DESCRIPTION OF THE TASK — Write out each entry, exactly the way it appears.

↓

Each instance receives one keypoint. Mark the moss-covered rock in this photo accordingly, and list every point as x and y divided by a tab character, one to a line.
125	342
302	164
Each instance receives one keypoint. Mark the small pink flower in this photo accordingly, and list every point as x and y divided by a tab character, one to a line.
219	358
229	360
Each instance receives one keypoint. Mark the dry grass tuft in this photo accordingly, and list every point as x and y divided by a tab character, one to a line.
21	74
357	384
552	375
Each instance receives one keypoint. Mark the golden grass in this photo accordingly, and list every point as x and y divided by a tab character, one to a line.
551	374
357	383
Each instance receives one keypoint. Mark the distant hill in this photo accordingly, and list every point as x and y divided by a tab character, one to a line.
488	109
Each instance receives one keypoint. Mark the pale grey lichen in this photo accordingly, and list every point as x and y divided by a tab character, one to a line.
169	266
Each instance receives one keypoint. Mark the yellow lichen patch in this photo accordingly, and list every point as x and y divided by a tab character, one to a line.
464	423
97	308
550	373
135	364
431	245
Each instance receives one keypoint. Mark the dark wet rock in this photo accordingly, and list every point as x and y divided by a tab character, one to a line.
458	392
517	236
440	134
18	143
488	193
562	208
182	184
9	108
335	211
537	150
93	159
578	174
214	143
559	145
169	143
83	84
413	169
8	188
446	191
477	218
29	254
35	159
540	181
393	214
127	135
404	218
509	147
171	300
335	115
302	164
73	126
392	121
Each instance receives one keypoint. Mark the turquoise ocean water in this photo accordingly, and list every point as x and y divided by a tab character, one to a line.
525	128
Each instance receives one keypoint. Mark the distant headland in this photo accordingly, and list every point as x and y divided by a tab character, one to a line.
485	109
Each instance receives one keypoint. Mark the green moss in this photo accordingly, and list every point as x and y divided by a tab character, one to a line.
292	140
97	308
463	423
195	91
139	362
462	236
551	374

↑

REPLY TO THE TASK —
Each instance receives one keypoint. Mark the moss-covered rock in this photo accordingly, and list every point as x and y divided by a tab character, one to a line.
125	342
302	164
Each instance receives one keypoint. Mark the small pink flower in this photo accordingly, and list every point as x and y divided by a tab character, one to a line.
219	358
229	360
Each instance receives one keypoint. Mark the dry grass tuft in this photo accordingly, and list every point as x and y divided by a tab character, one to a line.
21	74
357	384
552	375
Each instance receives one keypoint. Mark the golden grass in this photo accordingly, and list every point as x and y divided by a tab character, one to a line.
551	374
357	383
Each instance receives one keypoint. Mark the distant hill in this photo accordingly, and list every point as x and y divided by a tab character, one to a line.
488	109
Each instance receives one keypoint. Mark the pale grey lichen in this photo accordingly, and list every point as x and y divided by a tab character, one to a line.
169	266
Each instance receives one keypoint. Mark the yellow lichen patch in this photo accordingly, and list every point as x and y divided by a tab character, one to a line.
464	423
97	308
550	373
135	364
431	245
Each instance receives one keypoint. Mark the dark wet rock in this photo accordingly, and list every point as x and y divided by a tab character, one to a line.
458	392
517	236
440	134
18	143
488	193
562	208
182	184
9	108
335	211
537	150
93	159
578	174
214	143
559	145
169	143
83	84
413	169
8	188
446	191
477	218
29	254
35	159
540	181
393	214
127	135
404	218
509	147
171	300
335	115
302	164
73	126
392	121
Each instance receives one keypoint. Mark the turquoise ocean water in this photo accordingly, and list every point as x and y divided by a tab character, one to a line.
525	128
Each instance receives one keypoint. Mark the distant headland in this photo accordingly, and list every point as x and y divided by a tab character, one to a line.
485	109
Each instance receives one keypoint. Mark the green moss in this photo accordingly, and list every point as x and y divided by a tab character, one to a line.
292	140
97	308
463	423
195	91
139	362
462	236
551	374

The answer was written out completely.